Exclude the pictures and set down, unaltered, the lines from the one that holds "Given the photograph below" through the end of the data.

»»

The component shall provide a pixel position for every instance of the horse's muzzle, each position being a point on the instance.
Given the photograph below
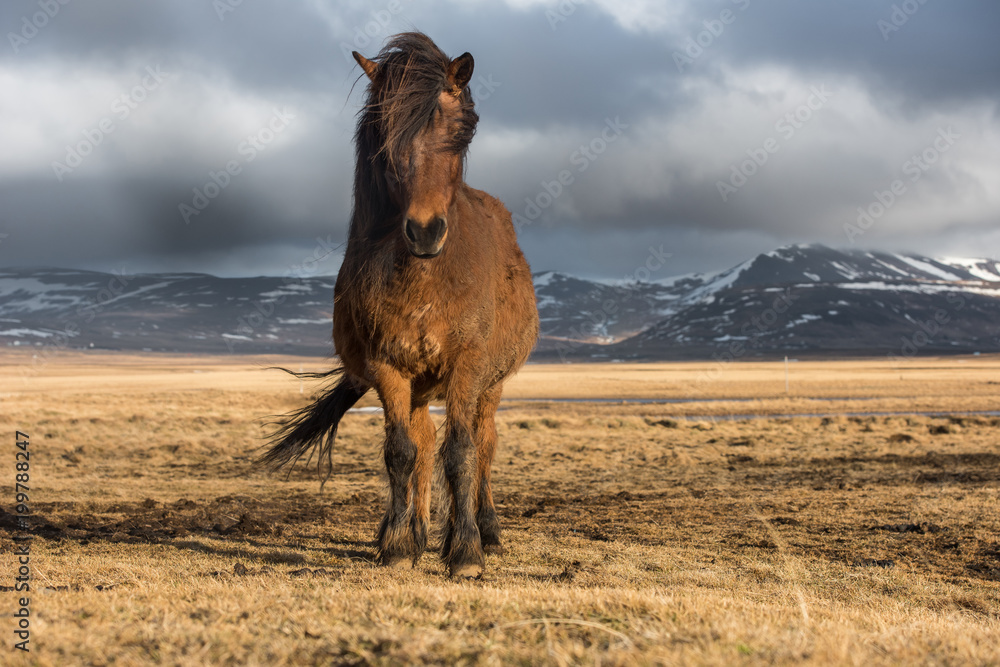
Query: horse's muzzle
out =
(425, 241)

««

YOUR RESPONSE:
Given the photograph below
Query: horse's muzzle
out =
(425, 241)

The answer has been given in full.